--- START OF Passage shown ---

Holiday lights vary widely in their energy usage and cost to operate. The large, traditional bulbs (usually labeled C-7 or C-9) use about 7 watts of electricity per bulb. Lighting a string of 100 C-7 bulbs costs you around 8.68 cents per hour (using the national average electricity price of about 12.4 cents a kilowatt-hour).  The popular mini-lights use a fraction of the electricity—about four tenths of a watt (0.4 Watt) per bulb—and lighting a string of 100 mini-lights costs about a half a cent per hour (0.496 cents per hour). If these lights blink on and off at even intervals, the cost in each example is cut in half.

The new light emitting diode (LED) holiday lights offer the most energy-efficient and cost- effective way to light up your home this season. LEDs create light without using a filament, which means they produce very little heat, increasing their energy savings, safety, and longevity. The mini-LED lights use only four one-hundredths of a watt (0.04 Watt). The cost to light a string of 100 LED lights would be about $0.000496 per hour (0.0496 cents per hour). Along with the lowest operating costs, the LED lights also offer the longest operating life—typically rated at 20,000 hours or more, which means you won’t have to replace them for many holiday seasons to come.

Along with energy efficiency, safety is another factor to consider when using holiday lighting. Listed below are some safety tips for using both indoor and outdoor lights. Also, remember that just because your lights worked effectively last year does not mean that they shouldn't be inspected this year. A few minutes spent checking cords and plugs for potential hazards can reduce the possibility of a fire.  

Throw away lights that have frayed wires, damaged sockets, or cracked or missing insulation. And make sure that holiday lights carry the seal of approval of a recognized safety-testing laboratory, such as Underwriters Laboratories (UL).  Indoor-use only light strings are marked with the UL's green holographic label, and light strings for indoor and outdoor use have the UL's red holographic label.

--- END OF Passage shown ---

» Given problem 1
Edit the rows from the line containing "Would you be so kind as to mark the column" through the line containing "column 336, row 369" by writing "column capital" as "pillar top", and return only those lines with nothing else changed.
The holiday lights text and the rows that follow it have no connection to each other.

--- START OF Entries shown ---

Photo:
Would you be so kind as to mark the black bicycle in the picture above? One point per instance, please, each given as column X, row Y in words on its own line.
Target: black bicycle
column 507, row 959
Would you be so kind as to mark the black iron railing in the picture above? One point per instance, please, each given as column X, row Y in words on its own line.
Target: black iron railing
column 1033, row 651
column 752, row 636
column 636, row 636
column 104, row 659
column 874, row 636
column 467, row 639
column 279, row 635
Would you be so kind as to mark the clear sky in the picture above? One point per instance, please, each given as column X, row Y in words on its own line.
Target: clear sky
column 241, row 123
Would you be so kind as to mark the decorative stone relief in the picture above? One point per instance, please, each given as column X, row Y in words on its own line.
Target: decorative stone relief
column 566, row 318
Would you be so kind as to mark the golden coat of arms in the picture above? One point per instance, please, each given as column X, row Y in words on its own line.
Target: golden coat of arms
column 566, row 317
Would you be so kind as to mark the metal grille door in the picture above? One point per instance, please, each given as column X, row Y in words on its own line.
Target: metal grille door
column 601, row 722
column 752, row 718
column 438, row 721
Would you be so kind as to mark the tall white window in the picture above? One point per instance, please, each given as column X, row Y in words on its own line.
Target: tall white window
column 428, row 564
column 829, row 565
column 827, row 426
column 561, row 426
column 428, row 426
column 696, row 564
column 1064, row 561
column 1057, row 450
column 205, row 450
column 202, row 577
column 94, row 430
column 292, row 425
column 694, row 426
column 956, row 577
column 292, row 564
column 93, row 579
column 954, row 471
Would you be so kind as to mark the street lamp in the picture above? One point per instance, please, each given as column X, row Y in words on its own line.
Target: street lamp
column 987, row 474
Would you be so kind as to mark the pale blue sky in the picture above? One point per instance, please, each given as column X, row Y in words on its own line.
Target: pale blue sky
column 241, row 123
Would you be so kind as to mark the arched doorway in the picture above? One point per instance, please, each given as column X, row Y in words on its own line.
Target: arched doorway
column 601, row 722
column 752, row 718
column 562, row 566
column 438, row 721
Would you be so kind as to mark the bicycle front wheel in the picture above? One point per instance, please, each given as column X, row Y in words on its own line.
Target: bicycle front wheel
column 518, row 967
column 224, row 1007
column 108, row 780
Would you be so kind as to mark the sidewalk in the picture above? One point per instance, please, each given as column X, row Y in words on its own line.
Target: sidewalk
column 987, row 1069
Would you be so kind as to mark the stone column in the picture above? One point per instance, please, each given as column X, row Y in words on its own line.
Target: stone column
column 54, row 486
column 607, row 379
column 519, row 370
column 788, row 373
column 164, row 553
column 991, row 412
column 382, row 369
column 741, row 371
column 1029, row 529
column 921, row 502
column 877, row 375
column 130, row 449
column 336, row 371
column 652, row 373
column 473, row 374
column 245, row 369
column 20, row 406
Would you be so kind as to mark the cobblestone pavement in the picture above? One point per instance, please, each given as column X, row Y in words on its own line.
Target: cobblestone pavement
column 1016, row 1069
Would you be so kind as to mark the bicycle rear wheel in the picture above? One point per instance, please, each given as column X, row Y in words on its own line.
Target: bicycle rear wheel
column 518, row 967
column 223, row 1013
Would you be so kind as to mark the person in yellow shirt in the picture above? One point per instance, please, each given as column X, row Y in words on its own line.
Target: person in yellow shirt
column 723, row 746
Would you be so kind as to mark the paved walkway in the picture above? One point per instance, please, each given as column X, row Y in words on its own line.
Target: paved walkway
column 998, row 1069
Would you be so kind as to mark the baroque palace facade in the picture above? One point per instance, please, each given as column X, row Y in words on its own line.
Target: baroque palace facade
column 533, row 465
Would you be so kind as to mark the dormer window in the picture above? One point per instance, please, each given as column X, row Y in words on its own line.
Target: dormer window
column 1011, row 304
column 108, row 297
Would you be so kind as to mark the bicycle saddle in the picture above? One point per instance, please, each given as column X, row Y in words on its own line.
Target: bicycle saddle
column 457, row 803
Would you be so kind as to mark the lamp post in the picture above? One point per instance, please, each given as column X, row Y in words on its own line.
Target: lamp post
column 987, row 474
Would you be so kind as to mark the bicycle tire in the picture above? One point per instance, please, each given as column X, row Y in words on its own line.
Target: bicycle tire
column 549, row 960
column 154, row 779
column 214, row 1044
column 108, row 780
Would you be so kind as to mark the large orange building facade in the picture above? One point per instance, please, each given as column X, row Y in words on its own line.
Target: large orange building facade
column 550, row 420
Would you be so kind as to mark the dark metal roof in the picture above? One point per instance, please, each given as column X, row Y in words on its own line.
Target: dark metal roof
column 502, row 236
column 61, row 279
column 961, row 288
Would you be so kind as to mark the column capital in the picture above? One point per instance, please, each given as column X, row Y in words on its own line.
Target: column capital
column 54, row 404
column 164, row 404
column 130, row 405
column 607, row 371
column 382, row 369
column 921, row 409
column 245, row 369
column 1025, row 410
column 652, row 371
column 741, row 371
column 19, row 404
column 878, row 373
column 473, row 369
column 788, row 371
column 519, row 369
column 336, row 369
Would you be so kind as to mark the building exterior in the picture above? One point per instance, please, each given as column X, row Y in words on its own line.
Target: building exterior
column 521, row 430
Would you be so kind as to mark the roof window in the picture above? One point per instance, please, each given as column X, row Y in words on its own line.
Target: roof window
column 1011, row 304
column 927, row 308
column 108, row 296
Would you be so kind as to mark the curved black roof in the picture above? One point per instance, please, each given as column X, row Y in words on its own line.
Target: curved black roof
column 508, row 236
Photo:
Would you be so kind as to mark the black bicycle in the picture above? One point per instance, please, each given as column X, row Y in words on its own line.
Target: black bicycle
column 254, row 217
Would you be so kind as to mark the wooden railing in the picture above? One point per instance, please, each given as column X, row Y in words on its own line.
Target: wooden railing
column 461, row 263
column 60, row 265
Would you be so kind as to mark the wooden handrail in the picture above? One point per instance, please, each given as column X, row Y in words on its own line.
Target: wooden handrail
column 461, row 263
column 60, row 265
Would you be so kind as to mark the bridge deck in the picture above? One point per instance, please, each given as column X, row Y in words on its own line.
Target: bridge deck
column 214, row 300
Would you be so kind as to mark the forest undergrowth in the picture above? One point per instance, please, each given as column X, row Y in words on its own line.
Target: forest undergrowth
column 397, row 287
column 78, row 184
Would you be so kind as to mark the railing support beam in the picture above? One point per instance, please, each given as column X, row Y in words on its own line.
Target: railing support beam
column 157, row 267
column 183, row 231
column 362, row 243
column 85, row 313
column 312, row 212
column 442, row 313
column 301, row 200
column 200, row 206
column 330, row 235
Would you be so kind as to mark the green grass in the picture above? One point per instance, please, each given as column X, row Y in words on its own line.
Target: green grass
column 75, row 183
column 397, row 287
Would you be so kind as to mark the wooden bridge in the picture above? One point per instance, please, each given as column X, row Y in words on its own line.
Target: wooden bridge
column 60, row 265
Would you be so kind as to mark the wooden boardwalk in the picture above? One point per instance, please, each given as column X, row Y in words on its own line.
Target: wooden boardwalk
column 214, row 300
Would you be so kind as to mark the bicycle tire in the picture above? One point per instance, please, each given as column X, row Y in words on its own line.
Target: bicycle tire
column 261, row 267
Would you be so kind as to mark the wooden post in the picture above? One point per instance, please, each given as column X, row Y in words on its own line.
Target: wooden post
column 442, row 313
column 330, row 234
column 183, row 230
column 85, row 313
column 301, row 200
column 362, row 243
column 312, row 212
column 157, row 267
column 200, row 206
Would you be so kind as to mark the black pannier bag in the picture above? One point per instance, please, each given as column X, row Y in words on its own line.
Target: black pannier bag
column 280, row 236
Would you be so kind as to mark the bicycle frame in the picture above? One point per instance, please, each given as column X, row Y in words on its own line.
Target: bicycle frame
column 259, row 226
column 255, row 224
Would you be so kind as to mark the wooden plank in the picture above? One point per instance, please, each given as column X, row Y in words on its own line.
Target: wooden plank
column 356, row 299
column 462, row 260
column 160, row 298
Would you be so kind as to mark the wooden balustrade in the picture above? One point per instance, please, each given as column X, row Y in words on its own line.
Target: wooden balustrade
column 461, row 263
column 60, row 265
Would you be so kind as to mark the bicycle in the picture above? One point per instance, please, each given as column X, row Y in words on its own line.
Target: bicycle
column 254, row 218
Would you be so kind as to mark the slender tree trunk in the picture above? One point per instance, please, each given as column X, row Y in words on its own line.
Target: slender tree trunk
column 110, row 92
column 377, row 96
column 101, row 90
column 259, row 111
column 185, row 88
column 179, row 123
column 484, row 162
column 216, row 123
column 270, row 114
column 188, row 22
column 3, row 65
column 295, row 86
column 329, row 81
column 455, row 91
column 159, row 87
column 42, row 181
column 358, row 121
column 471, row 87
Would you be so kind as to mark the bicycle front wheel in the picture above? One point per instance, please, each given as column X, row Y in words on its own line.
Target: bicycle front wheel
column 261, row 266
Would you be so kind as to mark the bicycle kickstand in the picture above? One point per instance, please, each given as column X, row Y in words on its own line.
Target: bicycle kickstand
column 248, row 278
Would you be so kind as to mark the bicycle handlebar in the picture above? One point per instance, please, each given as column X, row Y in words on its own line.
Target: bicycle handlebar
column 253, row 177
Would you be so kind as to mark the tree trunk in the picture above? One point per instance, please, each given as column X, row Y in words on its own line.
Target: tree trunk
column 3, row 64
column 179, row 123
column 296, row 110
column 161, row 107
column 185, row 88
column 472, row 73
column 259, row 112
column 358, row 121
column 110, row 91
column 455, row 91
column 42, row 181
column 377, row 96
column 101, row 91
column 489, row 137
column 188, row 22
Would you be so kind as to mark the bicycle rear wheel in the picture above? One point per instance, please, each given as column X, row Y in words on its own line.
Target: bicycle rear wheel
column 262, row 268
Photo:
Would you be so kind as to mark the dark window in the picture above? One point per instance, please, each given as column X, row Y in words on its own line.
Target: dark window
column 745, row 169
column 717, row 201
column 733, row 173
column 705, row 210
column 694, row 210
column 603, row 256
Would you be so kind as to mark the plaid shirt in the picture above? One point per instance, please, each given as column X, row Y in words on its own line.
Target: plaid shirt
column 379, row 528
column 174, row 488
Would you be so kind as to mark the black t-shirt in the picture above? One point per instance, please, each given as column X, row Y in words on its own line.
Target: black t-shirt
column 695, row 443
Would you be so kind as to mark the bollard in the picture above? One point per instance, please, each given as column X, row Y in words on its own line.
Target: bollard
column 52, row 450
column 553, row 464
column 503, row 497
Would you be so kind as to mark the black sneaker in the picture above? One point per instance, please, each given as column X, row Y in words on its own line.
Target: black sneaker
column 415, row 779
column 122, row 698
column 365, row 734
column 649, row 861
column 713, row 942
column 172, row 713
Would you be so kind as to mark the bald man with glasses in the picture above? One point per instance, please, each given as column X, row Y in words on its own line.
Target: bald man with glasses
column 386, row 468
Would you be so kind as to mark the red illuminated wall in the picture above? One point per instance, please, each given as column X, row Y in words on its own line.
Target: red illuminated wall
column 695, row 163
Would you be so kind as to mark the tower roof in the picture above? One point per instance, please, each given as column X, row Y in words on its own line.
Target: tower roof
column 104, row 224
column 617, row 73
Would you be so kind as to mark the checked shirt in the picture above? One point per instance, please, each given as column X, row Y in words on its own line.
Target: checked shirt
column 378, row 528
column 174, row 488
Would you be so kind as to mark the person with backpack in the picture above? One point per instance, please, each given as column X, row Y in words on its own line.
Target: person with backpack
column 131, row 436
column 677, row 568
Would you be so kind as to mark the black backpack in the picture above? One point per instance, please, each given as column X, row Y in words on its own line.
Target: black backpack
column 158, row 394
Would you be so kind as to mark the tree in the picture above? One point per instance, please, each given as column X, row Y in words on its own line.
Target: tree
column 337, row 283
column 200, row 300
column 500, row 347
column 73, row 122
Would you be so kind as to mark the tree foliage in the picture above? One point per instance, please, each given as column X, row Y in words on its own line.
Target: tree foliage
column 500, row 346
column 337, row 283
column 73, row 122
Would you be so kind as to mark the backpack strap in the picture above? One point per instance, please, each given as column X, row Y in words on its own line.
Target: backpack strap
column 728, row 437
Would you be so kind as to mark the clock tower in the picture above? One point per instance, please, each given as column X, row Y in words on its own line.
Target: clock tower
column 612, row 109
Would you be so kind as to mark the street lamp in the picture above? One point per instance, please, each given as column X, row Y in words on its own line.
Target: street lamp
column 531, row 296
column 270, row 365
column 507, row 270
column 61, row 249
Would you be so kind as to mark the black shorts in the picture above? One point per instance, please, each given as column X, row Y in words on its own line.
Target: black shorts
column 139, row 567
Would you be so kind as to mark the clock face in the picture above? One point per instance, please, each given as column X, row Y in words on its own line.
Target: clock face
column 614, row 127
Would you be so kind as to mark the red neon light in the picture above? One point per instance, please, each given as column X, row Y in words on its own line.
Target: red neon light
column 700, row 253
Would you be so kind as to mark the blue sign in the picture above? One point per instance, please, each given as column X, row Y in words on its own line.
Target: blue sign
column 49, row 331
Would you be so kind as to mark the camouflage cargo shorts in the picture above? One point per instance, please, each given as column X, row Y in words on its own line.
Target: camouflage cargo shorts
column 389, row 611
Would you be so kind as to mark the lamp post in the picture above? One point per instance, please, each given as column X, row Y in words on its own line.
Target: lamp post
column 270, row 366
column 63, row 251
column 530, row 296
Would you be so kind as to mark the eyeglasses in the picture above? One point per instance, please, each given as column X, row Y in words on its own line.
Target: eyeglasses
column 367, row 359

--- END OF Entries shown ---

» Given problem 2
Copy the part of the holiday lights text that opens with the words "The new light" and closes with "seasons to come.".

» Written response 1
Would you be so kind as to mark the pillar top in the picture above? One point per instance, please, each given as column X, row Y in words on its own line.
Target: pillar top
column 54, row 404
column 164, row 404
column 130, row 405
column 607, row 371
column 382, row 369
column 921, row 409
column 245, row 369
column 1025, row 410
column 652, row 371
column 741, row 371
column 19, row 404
column 878, row 373
column 473, row 369
column 788, row 371
column 519, row 369
column 336, row 369

» Written response 2
The new light emitting diode (LED) holiday lights offer the most energy-efficient and cost- effective way to light up your home this season. LEDs create light without using a filament, which means they produce very little heat, increasing their energy savings, safety, and longevity. The mini-LED lights use only four one-hundredths of a watt (0.04 Watt). The cost to light a string of 100 LED lights would be about $0.000496 per hour (0.0496 cents per hour). Along with the lowest operating costs, the LED lights also offer the longest operating life—typically rated at 20,000 hours or more, which means you won’t have to replace them for many holiday seasons to come.